Back in 2017 Nugent took some time away from the BBC programme in order to recover from a bout of labyrinthitis, an inner ear infection which caused her to suffer from dizziness and struggle with her balance. Taking to Twitter to explain to viewers why she was not seen on the programme she shared: “Thanks for all the lovely messages. I’m off work for a bit with labyrinthitis. Will be back just as soon as the room stops spinning.”
Labyrinthitis affects the delicate structure deep inside the ear known as the labyrinth, causing it to become inflamed.
The NHS explains that the fluid-filled channels of the labyrinth are known as the vestibular system and are connected at different angles. This fluid moves with your head, telling the brain how far, fast and in what direction the head is moving.
This then allows the body to balance properly. The vestibular system works in a similar way to a stereo, with your left and right ears sending separate signals to your brain. If one ear becomes infected, these signals become out of sync, which confuses your brain and triggers symptoms such as dizziness and loss of balance.
The labyrinth also contains a small, spiral-shaped cavity called the cochlea. It sends sound waves to the language processing areas of the brain. Inflammation can disrupt this function, leading to hearing loss.
With lots of disruption potentially being caused by infection, the condition should be taken seriously and treated as soon as symptoms are noticed.

## Exercise
Extract the full text on labyrinthitis word for word. The lines that follow have nothing to do with the text on labyrinthitis.

Point-per-instance localization lines
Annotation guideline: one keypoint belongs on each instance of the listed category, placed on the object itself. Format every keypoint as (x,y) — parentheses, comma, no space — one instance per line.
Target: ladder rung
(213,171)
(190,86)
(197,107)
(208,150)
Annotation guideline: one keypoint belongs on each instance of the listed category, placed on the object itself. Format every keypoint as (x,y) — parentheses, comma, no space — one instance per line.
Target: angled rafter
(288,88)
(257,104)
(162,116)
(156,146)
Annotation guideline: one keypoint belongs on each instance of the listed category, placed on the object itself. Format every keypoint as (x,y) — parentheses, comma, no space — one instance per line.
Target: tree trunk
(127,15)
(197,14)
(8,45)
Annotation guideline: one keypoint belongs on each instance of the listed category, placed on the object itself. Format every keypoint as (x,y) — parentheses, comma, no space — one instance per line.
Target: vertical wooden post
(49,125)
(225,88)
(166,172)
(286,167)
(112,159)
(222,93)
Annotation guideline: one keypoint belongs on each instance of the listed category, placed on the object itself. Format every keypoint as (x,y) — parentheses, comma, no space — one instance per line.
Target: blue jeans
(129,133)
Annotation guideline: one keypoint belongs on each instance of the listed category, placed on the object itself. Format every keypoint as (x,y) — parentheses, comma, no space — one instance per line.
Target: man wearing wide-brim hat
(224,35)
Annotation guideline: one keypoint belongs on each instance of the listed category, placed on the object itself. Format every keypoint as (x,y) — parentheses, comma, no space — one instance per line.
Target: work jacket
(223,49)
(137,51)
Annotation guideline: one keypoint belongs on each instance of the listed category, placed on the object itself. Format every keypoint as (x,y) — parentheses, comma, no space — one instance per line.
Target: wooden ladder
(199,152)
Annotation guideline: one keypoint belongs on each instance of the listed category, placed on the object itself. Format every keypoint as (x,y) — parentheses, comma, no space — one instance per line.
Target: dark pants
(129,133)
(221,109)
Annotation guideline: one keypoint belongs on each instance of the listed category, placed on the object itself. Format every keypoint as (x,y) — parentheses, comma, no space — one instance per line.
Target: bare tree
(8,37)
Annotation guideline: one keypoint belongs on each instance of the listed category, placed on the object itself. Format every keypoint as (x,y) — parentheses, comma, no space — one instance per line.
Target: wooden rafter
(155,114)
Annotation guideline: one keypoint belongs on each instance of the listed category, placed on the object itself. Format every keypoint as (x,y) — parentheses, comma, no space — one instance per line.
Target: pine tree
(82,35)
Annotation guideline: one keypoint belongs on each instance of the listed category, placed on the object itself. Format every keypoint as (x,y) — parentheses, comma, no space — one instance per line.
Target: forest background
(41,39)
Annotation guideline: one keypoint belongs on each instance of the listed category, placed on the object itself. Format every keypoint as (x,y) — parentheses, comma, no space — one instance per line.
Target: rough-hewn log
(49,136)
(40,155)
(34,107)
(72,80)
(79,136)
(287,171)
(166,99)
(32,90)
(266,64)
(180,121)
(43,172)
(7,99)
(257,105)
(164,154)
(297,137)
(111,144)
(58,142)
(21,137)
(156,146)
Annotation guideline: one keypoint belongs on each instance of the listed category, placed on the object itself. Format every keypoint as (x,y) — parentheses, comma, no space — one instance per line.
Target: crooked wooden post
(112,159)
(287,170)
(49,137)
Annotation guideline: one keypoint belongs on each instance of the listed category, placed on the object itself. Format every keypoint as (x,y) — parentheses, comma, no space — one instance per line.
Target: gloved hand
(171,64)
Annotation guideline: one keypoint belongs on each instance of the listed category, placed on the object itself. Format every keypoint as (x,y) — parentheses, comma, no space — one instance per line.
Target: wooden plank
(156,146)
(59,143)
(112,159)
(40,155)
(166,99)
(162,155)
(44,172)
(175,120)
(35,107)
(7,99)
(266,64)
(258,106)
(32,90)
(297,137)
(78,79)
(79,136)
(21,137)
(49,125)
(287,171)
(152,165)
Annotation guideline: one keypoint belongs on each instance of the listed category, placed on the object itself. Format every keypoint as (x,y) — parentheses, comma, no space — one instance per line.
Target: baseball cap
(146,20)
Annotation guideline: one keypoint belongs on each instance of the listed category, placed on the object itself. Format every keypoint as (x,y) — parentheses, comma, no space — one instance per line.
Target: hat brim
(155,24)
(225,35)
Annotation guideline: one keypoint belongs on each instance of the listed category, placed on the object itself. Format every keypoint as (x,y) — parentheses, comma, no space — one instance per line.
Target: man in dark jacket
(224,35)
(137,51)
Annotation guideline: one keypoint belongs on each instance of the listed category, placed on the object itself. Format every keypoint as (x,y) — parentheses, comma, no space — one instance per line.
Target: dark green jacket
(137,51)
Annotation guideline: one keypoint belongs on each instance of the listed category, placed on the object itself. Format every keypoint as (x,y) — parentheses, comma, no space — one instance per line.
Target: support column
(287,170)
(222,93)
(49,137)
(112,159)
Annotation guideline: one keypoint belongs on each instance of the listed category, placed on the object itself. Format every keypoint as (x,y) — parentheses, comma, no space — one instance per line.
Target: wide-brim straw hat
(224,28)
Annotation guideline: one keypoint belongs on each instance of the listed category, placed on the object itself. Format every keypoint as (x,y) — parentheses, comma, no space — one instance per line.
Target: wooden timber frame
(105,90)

---

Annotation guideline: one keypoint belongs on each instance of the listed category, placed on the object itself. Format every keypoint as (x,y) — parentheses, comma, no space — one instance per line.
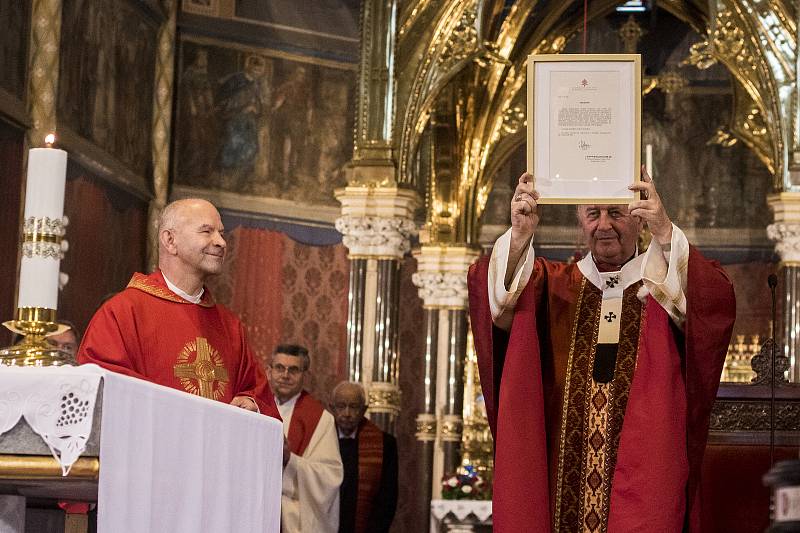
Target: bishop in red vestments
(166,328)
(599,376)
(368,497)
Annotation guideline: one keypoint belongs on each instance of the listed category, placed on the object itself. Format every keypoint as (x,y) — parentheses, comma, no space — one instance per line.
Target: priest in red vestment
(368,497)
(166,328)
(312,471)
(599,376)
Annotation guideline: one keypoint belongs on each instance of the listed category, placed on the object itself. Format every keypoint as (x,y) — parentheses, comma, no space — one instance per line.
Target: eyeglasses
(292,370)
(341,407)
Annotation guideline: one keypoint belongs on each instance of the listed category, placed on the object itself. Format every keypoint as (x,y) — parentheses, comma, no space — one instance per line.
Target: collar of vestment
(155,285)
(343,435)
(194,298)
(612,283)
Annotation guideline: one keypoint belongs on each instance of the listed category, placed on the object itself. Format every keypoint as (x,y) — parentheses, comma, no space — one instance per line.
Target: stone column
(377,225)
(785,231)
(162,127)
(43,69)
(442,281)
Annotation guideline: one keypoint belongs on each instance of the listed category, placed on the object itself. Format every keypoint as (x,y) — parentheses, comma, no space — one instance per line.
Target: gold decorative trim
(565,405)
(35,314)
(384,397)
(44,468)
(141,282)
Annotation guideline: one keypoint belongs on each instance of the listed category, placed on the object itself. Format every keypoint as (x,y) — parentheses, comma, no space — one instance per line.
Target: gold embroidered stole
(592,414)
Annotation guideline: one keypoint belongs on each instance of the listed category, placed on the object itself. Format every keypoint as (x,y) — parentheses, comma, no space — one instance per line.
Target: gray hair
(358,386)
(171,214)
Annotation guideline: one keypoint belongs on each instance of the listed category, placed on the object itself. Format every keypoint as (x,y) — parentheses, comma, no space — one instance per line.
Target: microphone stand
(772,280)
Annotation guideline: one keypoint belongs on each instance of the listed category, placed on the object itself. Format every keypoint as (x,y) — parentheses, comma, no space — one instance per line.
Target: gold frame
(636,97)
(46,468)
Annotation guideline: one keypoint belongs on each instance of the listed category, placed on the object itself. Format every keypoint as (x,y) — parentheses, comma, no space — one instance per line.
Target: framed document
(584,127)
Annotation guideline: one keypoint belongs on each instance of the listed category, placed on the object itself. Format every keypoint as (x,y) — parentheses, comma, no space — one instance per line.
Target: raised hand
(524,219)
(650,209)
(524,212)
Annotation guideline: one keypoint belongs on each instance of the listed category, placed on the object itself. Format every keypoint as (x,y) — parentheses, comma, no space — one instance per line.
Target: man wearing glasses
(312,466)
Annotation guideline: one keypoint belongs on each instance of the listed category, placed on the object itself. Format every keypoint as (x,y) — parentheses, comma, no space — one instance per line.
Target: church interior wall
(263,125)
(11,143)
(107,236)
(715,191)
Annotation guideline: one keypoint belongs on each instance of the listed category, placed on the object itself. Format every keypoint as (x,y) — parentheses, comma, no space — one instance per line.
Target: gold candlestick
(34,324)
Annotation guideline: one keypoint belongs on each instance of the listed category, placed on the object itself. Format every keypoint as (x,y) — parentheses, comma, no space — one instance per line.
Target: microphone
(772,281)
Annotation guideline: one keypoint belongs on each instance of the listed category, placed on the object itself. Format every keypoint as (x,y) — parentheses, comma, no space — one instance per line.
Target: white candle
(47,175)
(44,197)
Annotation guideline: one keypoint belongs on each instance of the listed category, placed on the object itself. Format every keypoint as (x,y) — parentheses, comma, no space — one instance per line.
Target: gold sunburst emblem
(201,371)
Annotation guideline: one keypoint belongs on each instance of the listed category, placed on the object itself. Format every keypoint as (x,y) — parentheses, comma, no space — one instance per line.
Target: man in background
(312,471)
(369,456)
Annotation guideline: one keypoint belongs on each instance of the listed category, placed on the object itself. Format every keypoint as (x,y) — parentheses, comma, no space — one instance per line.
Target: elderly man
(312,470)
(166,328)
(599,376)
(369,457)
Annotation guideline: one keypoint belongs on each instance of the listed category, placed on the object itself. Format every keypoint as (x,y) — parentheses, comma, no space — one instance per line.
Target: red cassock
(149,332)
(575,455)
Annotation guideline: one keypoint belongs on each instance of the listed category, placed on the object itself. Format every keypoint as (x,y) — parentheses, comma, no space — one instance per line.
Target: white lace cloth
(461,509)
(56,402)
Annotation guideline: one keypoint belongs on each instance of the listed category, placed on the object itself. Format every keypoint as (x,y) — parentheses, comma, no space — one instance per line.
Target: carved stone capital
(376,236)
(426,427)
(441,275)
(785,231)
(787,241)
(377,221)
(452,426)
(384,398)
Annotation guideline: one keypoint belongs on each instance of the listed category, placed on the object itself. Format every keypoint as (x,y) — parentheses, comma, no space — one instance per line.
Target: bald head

## Answer box
Back in 2017 Nugent took some time away from the BBC programme in order to recover from a bout of labyrinthitis, an inner ear infection which caused her to suffer from dizziness and struggle with her balance. Taking to Twitter to explain to viewers why she was not seen on the programme she shared: “Thanks for all the lovely messages. I’m off work for a bit with labyrinthitis. Will be back just as soon as the room stops spinning.”
Labyrinthitis affects the delicate structure deep inside the ear known as the labyrinth, causing it to become inflamed.
The NHS explains that the fluid-filled channels of the labyrinth are known as the vestibular system and are connected at different angles. This fluid moves with your head, telling the brain how far, fast and in what direction the head is moving.
This then allows the body to balance properly. The vestibular system works in a similar way to a stereo, with your left and right ears sending separate signals to your brain. If one ear becomes infected, these signals become out of sync, which confuses your brain and triggers symptoms such as dizziness and loss of balance.
The labyrinth also contains a small, spiral-shaped cavity called the cochlea. It sends sound waves to the language processing areas of the brain. Inflammation can disrupt this function, leading to hearing loss.
With lots of disruption potentially being caused by infection, the condition should be taken seriously and treated as soon as symptoms are noticed.